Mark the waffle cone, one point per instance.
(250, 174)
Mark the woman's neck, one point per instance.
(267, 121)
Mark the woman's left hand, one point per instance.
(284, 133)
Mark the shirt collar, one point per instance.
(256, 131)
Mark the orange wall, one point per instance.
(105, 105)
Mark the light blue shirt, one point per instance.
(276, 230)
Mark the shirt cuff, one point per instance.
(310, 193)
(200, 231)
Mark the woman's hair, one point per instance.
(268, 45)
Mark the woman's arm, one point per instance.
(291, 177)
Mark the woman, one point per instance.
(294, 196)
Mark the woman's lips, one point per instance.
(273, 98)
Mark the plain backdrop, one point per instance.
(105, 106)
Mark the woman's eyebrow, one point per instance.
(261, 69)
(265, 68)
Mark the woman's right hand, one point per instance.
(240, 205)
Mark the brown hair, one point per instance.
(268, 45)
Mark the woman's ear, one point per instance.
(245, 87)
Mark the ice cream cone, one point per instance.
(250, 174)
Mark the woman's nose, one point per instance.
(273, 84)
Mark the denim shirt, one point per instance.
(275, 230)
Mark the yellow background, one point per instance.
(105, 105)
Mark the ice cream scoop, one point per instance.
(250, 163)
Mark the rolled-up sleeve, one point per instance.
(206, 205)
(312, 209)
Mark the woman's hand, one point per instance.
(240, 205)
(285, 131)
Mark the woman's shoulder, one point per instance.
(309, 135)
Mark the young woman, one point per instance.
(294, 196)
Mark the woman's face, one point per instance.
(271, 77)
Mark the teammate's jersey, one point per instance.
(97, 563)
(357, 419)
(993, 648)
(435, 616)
---
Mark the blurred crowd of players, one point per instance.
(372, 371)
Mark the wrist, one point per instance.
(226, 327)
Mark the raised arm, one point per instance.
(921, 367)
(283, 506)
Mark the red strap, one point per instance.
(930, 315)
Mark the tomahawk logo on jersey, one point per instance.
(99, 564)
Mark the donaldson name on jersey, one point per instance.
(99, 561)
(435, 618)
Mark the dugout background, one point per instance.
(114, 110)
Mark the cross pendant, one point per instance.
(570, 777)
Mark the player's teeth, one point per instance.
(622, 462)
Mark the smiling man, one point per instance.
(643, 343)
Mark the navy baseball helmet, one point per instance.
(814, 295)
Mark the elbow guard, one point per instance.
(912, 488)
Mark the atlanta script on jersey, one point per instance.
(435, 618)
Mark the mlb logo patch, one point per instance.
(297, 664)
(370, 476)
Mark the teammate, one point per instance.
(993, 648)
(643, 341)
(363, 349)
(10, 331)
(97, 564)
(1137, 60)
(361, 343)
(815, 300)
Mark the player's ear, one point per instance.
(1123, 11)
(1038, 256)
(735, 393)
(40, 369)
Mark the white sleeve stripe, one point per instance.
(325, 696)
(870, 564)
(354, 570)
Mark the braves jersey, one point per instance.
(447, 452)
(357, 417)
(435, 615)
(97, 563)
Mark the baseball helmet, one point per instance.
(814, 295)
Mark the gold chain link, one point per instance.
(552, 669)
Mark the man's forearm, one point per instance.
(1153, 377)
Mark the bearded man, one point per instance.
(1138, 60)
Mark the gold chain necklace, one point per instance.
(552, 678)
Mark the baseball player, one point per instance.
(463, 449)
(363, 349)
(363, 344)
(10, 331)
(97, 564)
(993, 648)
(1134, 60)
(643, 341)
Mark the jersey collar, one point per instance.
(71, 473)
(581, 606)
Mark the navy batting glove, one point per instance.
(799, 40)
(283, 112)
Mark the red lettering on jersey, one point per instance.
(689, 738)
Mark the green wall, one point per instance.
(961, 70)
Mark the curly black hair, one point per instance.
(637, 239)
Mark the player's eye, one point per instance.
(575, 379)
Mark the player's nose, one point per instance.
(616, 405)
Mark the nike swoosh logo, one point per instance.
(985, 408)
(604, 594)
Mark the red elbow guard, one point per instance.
---
Aim of the exercise: Repeat, word for word, the lines above between the line holding "Mark the navy batting" and the line holding "Mark the red elbow", inclusive; omit everything else.

Your solution:
Mark the navy batting glove, one point per instance.
(799, 40)
(283, 112)
Mark the red lettering on jersey, one point per instance.
(689, 738)
Mark the green wall, one point per instance.
(961, 70)
Mark the curly black hair, one point per instance.
(637, 239)
Mark the player's eye, one point per instance.
(575, 379)
Mark the player's nose, one point per instance.
(616, 405)
Mark the nike swoosh logo, one point per instance.
(985, 408)
(604, 594)
Mark the red elbow guard, one point per instance.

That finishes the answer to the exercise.